Los portadores sanos de republicanismo, como Fayt, cuentan con esa ventaja frente al resto de los hombres públicos. En otros tiempos, está claro, el actual decano de la Corte fue el ala progresista del tribunal. Su dictamen sobre "real malicia" sentó jurisprudencia y de la buena. No se puede negar eso. Tampoco ignorar que quedó atrapado en una lógica decimonónica de fantasmal factura desde la que reprende al sistema político en su conjunto.
 
El ministro decano fue a la FACA a recibir halagos. Es humano, se sintió como en casa. Hubiera sido elogiable que les preguntara a sus anfitriones por qué la federación de hombres del Derecho calló durante la dictadura, es decir, durante la supresión total de los derechos sociales y políticos, mientras los abogados que se jugaban con los hábeas corpus eran desaparecidos en los campos de exterminio de Videla & Cía. Fayt no los fue a inquirir por haber desertado de la denuncia en tiempos donde hacía falta ese coraje del que alardean ahora sus socios. Fue a recibir un galardón, seguramente convencido de que lo merece, y eludió interpelar a los premiantes por asuntos graves, sobre los cuales no se han expedido todavía. En Chile y en Brasil, los cómplices civiles del terrorismo de Estado están comenzando a pedir disculpas por la complicidad u omisión con las violaciones de Derechos Humanos. ¿Podría haber impulsado Fayt una autocrítica de la FACA? Hubiera sido interesante escucharlo. Sobre todo, porque dos días después, hasta la Corte chilena pidió perdón por el rol de sus integrantes durante el régimen dictatorial de Pinochet. Claro que Fayt, cuando tuvo que expedirse por la inconstitucionalidad de las leyes de impunidad en nuestro país, también se opuso. A veces la coherencia no es un valor.

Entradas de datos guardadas

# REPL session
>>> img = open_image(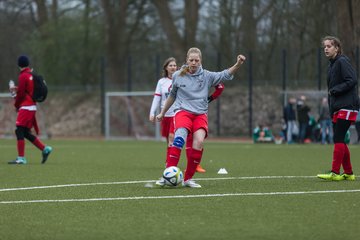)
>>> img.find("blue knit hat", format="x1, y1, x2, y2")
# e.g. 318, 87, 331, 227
18, 55, 30, 68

= ENUNCIADO =
En el fragmento sobre Fayt, ¿qué tribunal pidió perdón dos días después por el rol de sus integrantes durante el régimen de Pinochet?

= RESPUESTA =
La Corte chilena.